══ Document passage
The increased LpL activity was not accompanied by a corresponding change in LpL mRNA, suggesting that a posttranscriptional mechanism was operative. Specifically, we found that gene expression of ANGPTL4, which inactivates LpL activity by increasing dissociation of LpL dimers24, was markedly reduced in heart, skeletal muscle, and brown adipose tissue with SGLT2 ASO treatment. ANGPTL4 is mainly regulated by PPARs25, 26, 34, 35, which are in turn activated by fatty acids. Canagliflozin did not alter plasma NEFA levels but SGLT2 ASO lowered them. This could explain reduced ANGPTL4 expression in metabolic tissues with ASO treatment. Future studies are warranted to define the detailed mechanisms.

To our surprise, the mice treated with SGLT2 ASO had more pronounced lipid changes than mice treated with canagliflozin despite similar changes in fasting glucose. This could be due to the differences in the duration of pharmacodynamic effects of SGLT2 ASO versus canagliflozin. The estimated half-life of ASO in the kidney is expected to be at least 2–4 weeks. On the other hand, it is possible that canagliflozin’s shorter half-life, effects of the daily oral gavage (e.g., stress), or a reduced or less prolonged effect on non-renal SGLT2 transporter mitigated some of the effects compared to the ASO. Hence, we have focused on the effects of SGLT2 ASO in this report.
════
══ Data for review
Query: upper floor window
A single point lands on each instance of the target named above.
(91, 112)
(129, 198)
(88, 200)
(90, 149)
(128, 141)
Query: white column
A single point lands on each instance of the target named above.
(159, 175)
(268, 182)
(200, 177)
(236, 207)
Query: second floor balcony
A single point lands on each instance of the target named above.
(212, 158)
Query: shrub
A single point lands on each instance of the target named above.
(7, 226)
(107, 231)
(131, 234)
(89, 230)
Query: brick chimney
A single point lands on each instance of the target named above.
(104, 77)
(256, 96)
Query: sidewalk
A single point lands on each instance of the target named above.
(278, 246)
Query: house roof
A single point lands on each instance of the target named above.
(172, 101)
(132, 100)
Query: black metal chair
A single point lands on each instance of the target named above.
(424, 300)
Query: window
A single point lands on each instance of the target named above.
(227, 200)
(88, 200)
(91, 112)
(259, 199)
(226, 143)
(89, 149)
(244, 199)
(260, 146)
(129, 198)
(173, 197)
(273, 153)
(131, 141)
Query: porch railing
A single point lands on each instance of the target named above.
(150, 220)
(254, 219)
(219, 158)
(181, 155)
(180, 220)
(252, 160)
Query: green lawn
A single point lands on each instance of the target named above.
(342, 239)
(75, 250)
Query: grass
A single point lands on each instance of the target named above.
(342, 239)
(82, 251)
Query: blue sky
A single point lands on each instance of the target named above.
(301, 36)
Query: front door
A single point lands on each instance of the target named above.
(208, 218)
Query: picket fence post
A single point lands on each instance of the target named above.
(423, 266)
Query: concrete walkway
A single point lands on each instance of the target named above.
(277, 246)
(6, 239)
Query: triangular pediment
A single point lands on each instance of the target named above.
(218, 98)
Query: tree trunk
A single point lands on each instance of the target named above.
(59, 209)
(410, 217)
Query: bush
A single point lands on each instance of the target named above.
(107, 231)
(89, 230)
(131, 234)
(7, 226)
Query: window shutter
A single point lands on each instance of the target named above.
════
## Activity
Continue the passage on SGLT2 inhibition and lipid changes in mice, starting right after its final sentence. The material above has nothing to do with what follows.

## Answer section
The increase in plasma LDL-c found in our study could be due increased VLDL to LDL conversion as well as reduced LDL clearance. Because of the rapid clearance of VLDL in the mouse, we were unable to track conversion, but did find a reduced LDL-c turnover. LDLR mRNA was reduced in the ASO-treated mice; LDLR protein was modestly reduced. The only other animal study showing elevated plasma LDL-c with SGLT2 inhibition was performed in non-diabetic HFD-fed hamsters33. The hamsters treated with empagliflozin had increased hepatic cholesterol synthesis as well as reduced LDL clearance associated with reduced LDLR levels. However, the animals were not diabetic, and changes in plasma lipids were seen only after overnight fasting, which is different than our study, where we saw lipid changes after a more physiologic 4-hour fast. Changes in circulating TG were not reported for the hamsters.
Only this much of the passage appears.